*About this exercise*
Look at each line of the listing. Copy those that hold the string "instance".

*Given information*
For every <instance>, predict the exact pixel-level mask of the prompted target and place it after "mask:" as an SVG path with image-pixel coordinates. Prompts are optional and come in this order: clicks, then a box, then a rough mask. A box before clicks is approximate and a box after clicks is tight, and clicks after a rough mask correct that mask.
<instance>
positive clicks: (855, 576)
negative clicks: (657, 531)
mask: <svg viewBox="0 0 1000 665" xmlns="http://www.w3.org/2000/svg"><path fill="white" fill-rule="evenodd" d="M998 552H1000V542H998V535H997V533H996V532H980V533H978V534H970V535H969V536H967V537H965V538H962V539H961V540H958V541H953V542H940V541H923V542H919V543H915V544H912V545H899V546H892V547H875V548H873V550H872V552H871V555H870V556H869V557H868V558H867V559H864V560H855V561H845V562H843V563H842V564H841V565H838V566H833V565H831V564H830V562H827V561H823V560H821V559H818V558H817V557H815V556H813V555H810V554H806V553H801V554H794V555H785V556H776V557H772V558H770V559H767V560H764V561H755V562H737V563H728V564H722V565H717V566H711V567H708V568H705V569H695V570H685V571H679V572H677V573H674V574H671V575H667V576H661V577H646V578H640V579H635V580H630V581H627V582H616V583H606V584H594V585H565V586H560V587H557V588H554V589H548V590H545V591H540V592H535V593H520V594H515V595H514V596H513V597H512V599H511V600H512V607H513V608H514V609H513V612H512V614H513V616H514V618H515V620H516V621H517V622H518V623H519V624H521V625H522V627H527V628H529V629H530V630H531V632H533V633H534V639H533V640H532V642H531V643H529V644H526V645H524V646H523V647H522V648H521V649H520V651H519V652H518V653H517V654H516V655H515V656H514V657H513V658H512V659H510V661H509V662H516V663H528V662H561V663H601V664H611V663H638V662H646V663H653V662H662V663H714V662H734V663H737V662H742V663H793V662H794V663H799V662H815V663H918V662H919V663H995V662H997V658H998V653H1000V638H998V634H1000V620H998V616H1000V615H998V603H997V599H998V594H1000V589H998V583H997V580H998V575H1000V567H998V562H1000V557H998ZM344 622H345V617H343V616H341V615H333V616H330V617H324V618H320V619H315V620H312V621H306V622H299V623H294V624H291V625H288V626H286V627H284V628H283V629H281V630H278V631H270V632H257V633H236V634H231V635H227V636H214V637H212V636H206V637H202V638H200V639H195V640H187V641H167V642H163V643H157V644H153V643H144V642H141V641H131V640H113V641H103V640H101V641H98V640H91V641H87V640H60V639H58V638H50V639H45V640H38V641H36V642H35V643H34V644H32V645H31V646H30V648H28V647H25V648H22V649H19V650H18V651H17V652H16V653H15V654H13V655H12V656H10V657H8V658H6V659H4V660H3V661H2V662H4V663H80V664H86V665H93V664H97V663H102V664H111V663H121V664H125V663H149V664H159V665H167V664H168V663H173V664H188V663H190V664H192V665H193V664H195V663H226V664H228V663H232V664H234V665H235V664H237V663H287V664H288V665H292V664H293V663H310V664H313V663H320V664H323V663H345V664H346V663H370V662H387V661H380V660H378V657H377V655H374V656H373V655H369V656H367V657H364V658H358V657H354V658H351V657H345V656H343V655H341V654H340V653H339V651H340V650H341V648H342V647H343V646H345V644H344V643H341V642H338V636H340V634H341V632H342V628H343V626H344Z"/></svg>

*Result below*
For every <instance>, predict the exact pixel-level mask of the prompted target and place it after "mask:" as an SVG path with image-pixel coordinates. Prompts are optional and come in this order: clicks, then a box, then a rough mask. A box before clicks is approximate and a box after clicks is tight, and clicks after a rough mask correct that mask.
<instance>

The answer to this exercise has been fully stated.